Output the records from the start up to and including the line with "[294,73,397,118]" as a two-column CSV with the headers label_text and boxes, one row per record. Put each record's text under label_text and its answer under boxes, with every field quoted and line breaks replaced by spaces.
>> begin Data listing
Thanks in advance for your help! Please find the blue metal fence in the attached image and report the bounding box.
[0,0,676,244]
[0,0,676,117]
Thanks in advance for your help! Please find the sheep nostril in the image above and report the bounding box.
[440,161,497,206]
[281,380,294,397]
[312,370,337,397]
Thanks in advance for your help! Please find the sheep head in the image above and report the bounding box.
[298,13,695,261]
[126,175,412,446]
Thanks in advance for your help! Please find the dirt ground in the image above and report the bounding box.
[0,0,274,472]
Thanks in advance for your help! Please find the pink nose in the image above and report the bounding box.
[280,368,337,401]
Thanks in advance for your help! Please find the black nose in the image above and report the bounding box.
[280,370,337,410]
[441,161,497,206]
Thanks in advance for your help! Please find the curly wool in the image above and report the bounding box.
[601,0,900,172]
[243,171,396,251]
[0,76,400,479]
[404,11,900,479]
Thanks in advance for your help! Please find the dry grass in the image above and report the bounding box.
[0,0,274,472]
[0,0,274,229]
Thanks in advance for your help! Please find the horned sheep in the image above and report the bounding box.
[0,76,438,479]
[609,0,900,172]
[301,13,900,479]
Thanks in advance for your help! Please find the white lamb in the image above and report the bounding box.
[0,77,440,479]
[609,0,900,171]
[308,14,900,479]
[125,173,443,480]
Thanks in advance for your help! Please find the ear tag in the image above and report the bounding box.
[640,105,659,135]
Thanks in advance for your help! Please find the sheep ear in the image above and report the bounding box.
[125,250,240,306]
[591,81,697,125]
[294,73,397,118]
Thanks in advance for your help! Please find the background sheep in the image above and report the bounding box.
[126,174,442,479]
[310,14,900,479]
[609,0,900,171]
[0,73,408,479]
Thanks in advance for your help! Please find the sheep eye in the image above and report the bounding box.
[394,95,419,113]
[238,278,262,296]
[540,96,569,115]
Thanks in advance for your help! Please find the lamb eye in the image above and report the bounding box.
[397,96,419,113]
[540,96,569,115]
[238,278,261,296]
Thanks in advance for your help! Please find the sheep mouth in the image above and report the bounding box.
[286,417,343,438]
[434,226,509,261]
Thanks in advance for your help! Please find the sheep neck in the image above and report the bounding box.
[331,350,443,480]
>> end Data listing
**Response below:**
label_text,boxes
"Thanks in advance for your help! Please find the blue metal fence in the attached image and report the bounding box.","[0,0,676,244] [0,0,676,117]"
"Thanks in advance for your help! Please find the sheep nostril in the image above and report the bounding box.","[440,161,497,206] [281,380,294,397] [312,370,337,397]"
"Thanks in advance for your help! Please find the sheep head in the image above and report the bounding box.","[298,13,695,261] [126,175,412,446]"
"Thanks in advance for your help! Please find the dirt ground in the image above and report the bounding box.","[0,0,274,472]"
"Thanks in advance for your help! Please find the pink nose in the image above and report the bounding box.","[280,368,337,401]"
"Thanks in advance for your help! Please find the black nose in the image above and report the bounding box.","[280,370,337,410] [441,161,497,206]"
"Thanks in advance for your help! Please find the curly wool in the image above and report the bounding box.","[601,0,900,172] [243,171,396,251] [0,76,400,479] [404,11,900,479]"
"Thanks in advance for your help! Please find the dry grass in the image above and report the bounding box.","[0,0,274,472] [0,0,274,229]"
"Thanks in advance for your help! Please find the horned sheep in the image above and report the bounding box.","[0,76,438,479] [609,0,900,172] [301,13,900,479]"
"Thanks in advance for your help! Please find the white lamb in the image above and report the bounding box.","[0,77,440,479] [609,0,900,171] [308,14,900,479] [125,173,443,480]"
"Thanks in advance for your help! Please find the ear tag in the image above and report the bounding box.","[640,105,659,135]"
"Thanks in advance for your help! Please find the sheep ear in the image above and report the bounding box.","[125,250,240,306] [591,81,697,125] [294,73,397,118]"